> [Document excerpt]
** BEGIN **
July 29, 2009 > Take a sneak peek at calorie chart before you order
Take a sneak peek at calorie chart before you order
By Ritu Jha
While some restaurants chains are changing their menu to cut back on calorie-loaded food, others are planning to post flyers in the mail with nutritional values written on them.
"We are getting phone calls from people about the new law," said Lija Vitols, administrator at Nation's Giant Hamburgers.
"Starting July 1, restaurants with 20 or more locations in California are required to have brochures and a calorie chart listed on their board," said Daniel Conway, spokesperson for the California Restaurant Association.
"Before the law was passed, we did not carry the calorie chart, but now we do. We are also mailing flyers to customers," said Vitols.
Restaurants, like Elephant Bar, have made changes in their menu and added grilled items instead of fried ones.
** END **
Point placement records
** BEGIN **
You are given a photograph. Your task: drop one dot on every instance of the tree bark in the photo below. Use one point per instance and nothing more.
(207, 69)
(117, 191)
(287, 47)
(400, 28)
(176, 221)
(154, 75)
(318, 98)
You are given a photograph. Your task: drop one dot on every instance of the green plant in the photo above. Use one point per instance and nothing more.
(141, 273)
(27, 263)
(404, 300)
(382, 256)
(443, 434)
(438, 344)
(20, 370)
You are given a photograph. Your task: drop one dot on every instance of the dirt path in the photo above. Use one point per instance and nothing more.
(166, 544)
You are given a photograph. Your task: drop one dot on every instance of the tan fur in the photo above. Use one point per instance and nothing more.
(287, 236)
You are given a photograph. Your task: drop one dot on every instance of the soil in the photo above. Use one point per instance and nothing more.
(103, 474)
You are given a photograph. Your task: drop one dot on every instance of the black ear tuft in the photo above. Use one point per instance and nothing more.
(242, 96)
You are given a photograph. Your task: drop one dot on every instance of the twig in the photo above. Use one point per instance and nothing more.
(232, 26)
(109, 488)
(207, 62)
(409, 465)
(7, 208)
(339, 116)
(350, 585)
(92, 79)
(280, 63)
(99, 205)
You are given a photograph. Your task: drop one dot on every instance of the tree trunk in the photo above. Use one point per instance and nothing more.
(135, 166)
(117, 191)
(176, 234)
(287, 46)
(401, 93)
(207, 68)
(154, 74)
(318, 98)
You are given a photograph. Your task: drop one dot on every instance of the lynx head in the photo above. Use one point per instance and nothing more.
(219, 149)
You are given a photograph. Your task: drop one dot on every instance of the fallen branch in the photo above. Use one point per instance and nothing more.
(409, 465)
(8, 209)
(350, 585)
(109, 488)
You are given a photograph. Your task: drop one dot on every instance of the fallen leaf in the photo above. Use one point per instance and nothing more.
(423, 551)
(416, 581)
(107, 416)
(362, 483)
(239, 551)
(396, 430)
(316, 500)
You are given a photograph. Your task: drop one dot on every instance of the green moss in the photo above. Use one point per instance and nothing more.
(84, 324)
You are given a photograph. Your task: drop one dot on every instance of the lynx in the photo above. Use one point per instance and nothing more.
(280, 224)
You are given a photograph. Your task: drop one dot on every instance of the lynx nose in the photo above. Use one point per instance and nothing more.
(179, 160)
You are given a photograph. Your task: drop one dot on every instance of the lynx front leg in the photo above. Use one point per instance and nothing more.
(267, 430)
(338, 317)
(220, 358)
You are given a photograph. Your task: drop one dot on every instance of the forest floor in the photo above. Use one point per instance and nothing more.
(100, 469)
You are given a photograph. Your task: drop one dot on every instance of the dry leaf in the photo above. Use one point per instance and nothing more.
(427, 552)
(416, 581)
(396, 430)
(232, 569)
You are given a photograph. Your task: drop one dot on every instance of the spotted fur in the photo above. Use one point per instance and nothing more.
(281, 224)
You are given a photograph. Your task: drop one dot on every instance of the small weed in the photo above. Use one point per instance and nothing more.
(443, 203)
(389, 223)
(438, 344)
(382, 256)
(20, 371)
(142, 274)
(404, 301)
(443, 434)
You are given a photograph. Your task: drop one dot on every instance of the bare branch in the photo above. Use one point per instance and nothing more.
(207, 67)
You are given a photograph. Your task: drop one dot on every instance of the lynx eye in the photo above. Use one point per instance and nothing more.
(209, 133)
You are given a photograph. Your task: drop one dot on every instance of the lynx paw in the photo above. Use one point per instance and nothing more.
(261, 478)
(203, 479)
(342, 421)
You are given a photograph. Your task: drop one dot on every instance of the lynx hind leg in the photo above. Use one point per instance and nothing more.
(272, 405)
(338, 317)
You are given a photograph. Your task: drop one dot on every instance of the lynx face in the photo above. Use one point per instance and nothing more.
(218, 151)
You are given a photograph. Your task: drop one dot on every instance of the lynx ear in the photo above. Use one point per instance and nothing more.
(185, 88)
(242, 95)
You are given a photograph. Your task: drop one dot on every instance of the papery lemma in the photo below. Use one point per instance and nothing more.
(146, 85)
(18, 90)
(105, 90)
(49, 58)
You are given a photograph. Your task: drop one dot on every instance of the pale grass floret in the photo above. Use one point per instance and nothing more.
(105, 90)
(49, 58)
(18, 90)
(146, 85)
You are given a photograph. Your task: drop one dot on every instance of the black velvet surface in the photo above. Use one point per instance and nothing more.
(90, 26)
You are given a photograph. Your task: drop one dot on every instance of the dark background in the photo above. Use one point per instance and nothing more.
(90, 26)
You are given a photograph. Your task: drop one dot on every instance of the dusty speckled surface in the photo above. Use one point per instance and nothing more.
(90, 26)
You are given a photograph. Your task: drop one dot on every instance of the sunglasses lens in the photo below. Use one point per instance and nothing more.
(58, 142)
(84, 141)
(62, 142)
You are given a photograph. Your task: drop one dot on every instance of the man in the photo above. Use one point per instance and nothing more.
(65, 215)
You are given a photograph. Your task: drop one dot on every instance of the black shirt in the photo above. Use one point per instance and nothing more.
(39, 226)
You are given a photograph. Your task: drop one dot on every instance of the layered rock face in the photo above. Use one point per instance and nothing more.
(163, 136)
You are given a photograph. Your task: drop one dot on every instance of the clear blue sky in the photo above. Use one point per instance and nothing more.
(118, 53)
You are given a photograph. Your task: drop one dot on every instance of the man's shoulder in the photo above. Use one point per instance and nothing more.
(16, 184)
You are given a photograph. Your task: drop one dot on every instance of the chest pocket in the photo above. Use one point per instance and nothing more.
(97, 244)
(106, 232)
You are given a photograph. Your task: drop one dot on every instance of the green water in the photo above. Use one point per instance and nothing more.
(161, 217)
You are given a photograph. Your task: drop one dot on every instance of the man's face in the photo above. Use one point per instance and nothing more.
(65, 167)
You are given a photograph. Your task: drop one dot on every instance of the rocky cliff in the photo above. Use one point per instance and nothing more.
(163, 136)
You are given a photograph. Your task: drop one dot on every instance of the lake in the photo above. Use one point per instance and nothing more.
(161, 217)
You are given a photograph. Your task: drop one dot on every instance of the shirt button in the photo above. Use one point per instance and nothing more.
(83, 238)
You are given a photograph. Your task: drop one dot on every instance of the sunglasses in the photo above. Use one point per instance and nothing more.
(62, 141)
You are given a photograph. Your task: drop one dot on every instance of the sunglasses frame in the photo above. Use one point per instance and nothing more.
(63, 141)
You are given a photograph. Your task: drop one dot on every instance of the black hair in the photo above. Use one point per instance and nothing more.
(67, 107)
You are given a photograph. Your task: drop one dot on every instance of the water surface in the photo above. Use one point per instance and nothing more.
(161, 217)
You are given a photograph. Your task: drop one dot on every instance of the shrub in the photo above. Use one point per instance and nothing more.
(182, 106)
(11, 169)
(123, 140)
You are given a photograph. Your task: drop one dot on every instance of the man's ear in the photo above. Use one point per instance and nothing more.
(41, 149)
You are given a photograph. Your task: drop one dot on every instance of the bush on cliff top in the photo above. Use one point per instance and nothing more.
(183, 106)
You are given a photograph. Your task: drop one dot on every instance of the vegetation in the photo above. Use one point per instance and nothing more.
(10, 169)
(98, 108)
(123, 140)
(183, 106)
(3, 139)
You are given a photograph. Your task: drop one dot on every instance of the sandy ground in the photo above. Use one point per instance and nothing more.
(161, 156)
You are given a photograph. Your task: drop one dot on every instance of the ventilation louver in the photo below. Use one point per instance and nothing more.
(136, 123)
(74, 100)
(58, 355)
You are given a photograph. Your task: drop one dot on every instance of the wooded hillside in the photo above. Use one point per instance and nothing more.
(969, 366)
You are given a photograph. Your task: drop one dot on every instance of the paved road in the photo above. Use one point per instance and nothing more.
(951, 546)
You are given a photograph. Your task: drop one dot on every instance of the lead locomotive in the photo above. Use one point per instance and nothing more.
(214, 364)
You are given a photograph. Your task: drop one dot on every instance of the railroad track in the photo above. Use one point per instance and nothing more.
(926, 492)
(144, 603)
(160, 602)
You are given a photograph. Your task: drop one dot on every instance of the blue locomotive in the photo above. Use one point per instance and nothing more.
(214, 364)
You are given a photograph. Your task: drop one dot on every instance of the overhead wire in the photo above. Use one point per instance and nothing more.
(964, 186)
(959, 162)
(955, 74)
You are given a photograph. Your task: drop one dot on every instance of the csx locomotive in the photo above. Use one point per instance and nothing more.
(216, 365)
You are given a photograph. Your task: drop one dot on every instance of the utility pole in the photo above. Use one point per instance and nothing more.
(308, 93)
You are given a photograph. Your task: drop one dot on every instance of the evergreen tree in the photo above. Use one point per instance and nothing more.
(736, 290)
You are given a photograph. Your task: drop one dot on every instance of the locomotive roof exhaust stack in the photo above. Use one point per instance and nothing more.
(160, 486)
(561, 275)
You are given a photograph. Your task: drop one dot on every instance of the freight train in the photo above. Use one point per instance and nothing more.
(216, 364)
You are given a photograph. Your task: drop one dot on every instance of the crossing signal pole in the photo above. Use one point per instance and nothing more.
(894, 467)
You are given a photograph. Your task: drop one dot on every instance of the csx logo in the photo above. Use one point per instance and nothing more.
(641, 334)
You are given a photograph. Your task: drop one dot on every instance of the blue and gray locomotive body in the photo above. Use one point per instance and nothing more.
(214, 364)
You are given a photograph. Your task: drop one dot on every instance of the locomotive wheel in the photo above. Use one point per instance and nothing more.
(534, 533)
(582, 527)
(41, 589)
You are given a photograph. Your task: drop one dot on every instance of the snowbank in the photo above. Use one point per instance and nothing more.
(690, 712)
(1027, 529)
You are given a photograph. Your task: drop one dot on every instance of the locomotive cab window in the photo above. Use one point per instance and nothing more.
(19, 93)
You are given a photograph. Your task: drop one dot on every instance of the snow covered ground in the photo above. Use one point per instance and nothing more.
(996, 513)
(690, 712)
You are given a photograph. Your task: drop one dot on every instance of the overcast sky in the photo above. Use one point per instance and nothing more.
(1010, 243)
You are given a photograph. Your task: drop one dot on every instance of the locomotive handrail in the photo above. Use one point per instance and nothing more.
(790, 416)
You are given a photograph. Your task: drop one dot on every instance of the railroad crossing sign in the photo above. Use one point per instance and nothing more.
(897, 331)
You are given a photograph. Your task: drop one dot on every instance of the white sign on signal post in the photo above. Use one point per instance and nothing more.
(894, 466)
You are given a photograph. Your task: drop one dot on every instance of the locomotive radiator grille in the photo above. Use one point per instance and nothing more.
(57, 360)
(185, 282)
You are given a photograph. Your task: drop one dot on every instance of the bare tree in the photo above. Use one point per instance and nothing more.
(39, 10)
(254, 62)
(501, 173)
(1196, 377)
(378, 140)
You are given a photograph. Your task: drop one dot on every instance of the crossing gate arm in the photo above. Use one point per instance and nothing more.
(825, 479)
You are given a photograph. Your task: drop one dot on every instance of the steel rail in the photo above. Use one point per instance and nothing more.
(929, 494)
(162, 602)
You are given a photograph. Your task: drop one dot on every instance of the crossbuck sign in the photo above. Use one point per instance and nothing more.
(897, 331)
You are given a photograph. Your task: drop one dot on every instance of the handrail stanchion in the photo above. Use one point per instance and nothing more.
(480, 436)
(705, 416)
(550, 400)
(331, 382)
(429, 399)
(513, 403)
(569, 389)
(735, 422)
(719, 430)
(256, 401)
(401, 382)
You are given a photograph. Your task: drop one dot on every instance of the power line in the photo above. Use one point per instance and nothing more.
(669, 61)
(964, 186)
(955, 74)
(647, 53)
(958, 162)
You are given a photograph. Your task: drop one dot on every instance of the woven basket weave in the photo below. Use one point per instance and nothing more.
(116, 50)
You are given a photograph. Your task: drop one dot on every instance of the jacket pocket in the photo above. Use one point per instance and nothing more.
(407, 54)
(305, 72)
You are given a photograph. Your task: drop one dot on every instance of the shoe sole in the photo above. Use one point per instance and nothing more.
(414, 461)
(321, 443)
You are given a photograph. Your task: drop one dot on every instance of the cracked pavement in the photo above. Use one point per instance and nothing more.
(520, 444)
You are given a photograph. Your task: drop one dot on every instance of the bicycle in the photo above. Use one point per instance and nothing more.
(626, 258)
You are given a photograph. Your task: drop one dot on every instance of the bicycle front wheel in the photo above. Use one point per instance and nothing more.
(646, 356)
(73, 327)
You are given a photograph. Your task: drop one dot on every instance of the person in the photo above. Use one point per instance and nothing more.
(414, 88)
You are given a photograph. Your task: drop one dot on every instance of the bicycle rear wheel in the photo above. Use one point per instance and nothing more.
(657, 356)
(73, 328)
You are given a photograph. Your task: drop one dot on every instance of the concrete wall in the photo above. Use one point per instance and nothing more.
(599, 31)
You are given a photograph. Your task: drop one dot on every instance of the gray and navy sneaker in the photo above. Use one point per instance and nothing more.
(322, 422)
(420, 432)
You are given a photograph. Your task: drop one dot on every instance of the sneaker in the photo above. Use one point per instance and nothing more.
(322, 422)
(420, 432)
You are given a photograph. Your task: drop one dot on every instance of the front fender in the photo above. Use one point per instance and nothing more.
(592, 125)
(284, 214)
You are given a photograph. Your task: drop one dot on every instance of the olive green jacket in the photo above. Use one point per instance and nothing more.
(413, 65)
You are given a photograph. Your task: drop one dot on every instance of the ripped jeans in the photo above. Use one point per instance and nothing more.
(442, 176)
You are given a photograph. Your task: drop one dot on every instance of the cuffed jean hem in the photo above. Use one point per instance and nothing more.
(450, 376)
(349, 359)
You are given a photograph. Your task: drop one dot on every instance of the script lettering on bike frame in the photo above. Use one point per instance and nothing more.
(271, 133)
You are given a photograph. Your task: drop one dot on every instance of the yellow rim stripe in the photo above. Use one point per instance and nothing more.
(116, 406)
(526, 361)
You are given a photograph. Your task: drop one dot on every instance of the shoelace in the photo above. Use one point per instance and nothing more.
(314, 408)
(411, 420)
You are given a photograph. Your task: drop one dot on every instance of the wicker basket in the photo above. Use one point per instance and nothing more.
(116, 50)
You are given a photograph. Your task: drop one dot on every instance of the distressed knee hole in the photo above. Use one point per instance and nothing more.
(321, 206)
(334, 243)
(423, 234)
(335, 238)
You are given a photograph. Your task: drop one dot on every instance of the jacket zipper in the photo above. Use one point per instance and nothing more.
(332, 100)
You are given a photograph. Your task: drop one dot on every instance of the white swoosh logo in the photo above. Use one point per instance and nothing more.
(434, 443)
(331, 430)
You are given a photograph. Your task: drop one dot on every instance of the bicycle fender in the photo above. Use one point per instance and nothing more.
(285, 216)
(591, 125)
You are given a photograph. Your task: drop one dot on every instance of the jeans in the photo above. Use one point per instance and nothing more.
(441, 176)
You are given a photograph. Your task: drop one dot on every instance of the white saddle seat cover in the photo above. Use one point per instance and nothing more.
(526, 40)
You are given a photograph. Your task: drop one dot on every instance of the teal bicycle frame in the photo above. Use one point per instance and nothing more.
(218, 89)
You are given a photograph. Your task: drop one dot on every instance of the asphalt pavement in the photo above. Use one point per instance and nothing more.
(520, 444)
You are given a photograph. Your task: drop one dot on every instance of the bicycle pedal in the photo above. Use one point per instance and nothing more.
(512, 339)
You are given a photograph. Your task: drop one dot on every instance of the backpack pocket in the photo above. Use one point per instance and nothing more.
** END **
> [What you have to do]
Transcribe the part of the calorie chart article that begins with the words containing "July 29, 2009" and ends with "Nation's Giant Hamburgers.".

> [Exercise response]
July 29, 2009 > Take a sneak peek at calorie chart before you order
Take a sneak peek at calorie chart before you order
By Ritu Jha
While some restaurants chains are changing their menu to cut back on calorie-loaded food, others are planning to post flyers in the mail with nutritional values written on them.
"We are getting phone calls from people about the new law," said Lija Vitols, administrator at Nation's Giant Hamburgers.